Dataset records:
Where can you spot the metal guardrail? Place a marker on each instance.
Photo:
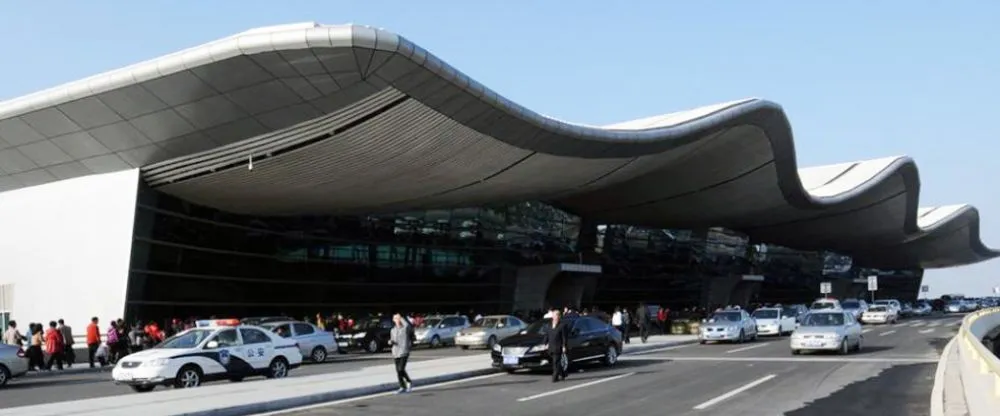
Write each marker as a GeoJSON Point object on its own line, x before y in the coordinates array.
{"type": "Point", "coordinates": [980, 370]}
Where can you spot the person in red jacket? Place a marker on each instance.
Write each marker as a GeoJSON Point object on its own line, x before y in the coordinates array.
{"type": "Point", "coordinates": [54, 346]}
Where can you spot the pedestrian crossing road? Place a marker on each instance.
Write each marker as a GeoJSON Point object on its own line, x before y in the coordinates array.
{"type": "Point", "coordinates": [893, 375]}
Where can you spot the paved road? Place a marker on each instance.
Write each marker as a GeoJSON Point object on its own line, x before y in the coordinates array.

• What the task requires: Reproduce all of the material above word for word, leaving out the images.

• Response to this task:
Where can you spot the metal guardrail? Place a marker on each instance.
Photo:
Write each marker as a GeoJSON Point object on its own line, x before y in the coordinates array.
{"type": "Point", "coordinates": [980, 370]}
Where can you spot the person in red jacket? Place a marker on each instance.
Write each marker as a GeoJSON Point object on its own line, x before y in the coordinates array.
{"type": "Point", "coordinates": [54, 346]}
Where can you spot the pedestrian crossing road? Place a marker on each instance.
Write each marker as a GeoJSON Point object on its own line, x before y in the coordinates array.
{"type": "Point", "coordinates": [893, 375]}
Where can you spot the paved road? Place a marker on each instance.
Write each marker as a GeoJSON Point object on its own line, x before y in the coordinates array.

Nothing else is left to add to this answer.